**THE DATA**
# # # # #
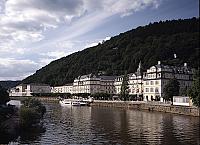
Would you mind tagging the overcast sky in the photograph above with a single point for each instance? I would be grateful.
(35, 32)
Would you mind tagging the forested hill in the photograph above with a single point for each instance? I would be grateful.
(156, 41)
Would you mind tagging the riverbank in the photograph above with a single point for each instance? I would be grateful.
(150, 106)
(139, 105)
(52, 99)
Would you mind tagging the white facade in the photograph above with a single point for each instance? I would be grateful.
(182, 101)
(94, 84)
(27, 89)
(63, 89)
(135, 82)
(156, 77)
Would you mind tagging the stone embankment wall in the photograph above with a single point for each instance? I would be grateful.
(53, 99)
(184, 110)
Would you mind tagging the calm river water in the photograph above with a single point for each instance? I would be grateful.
(99, 125)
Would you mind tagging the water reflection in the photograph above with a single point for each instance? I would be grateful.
(97, 125)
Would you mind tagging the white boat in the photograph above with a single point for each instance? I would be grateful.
(73, 102)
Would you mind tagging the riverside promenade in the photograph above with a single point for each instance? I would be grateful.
(139, 105)
(150, 106)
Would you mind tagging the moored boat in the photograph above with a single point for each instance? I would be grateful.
(73, 102)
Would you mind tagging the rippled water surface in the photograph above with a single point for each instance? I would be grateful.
(99, 125)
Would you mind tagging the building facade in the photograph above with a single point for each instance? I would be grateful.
(135, 82)
(94, 84)
(28, 89)
(63, 89)
(156, 77)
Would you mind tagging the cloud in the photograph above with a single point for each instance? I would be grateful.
(35, 32)
(96, 42)
(12, 68)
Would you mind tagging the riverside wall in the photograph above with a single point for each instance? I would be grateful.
(184, 110)
(48, 99)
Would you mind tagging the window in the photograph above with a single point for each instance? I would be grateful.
(156, 90)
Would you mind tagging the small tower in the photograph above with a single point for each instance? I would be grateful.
(139, 70)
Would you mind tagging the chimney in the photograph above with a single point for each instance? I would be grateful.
(175, 55)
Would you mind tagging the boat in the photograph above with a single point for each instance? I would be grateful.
(73, 102)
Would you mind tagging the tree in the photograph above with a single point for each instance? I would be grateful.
(171, 89)
(4, 96)
(124, 88)
(194, 91)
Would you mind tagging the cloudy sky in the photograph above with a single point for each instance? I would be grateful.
(35, 32)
# # # # #
**WHAT YOU ARE ASKED TO DO**
Return the records exactly as they stand, and drop every picture.

**RESULT**
Would you mind tagging the overcast sky in the photograph above with a single point for each instance? I would be grateful.
(35, 32)
Would you mind tagging the forested hill in the photograph above with a single point for each instance? I would be grateful.
(156, 41)
Would you mind tagging the riverbank in the photograph above with a single point for each instance? I would be grateful.
(150, 106)
(139, 105)
(52, 99)
Would you mind tagging the white facade in the photograph above with a single point for each instance? I would be grateful.
(182, 101)
(94, 84)
(27, 89)
(63, 89)
(135, 82)
(156, 77)
Would you mind tagging the stone embankment wall in the photograph above with a single point for each instance? I would be grateful.
(53, 99)
(184, 110)
Would you mind tagging the calm river water in the photograph above with a single point for each instance? I would be grateful.
(99, 125)
Would you mind tagging the water reflection in the photograph above with a single point for each instance? I would be grateful.
(97, 125)
Would you mind tagging the white boat in the photograph above with a single point for each instance? I would be grateful.
(73, 102)
Would you mind tagging the riverside promenade in the photograph above with a single point for each instance? I would be grateful.
(139, 105)
(150, 106)
Would you mind tagging the moored boat in the photograph above with a single point for each instance? I would be grateful.
(73, 102)
Would you mind tagging the rippled water surface in the photograph above with a single point for each instance? I would be grateful.
(99, 125)
Would you mind tagging the building facade in the photograph above with a single point for each instance? I would be grateful.
(135, 82)
(94, 84)
(28, 89)
(63, 89)
(156, 77)
Would you mind tagging the cloud in the photograph above with a single point for each instance? I would be grateful.
(35, 32)
(96, 42)
(12, 68)
Would you mind tagging the riverside wall in the photograph above with a single point for each instance? I would be grateful.
(184, 110)
(48, 99)
Would you mind tagging the window in the photograph above with a single point for each instance? I would be grateful.
(156, 90)
Would you mind tagging the small tower in the photograph above with a single point for each instance? I would be grateful.
(139, 70)
Would you mind tagging the chimney in the photograph above with a single point for each instance? I would be grateful.
(175, 55)
Would you mind tagging the boat in the photograph above with a single point for each instance? I would be grateful.
(73, 102)
Would you mind tagging the tree in the photograph above with a single point for each instance? I would be grateful.
(171, 89)
(4, 96)
(124, 88)
(194, 91)
Would you mind tagging the cloudy sky in the photograph above with a single point for each instance? I would be grateful.
(35, 32)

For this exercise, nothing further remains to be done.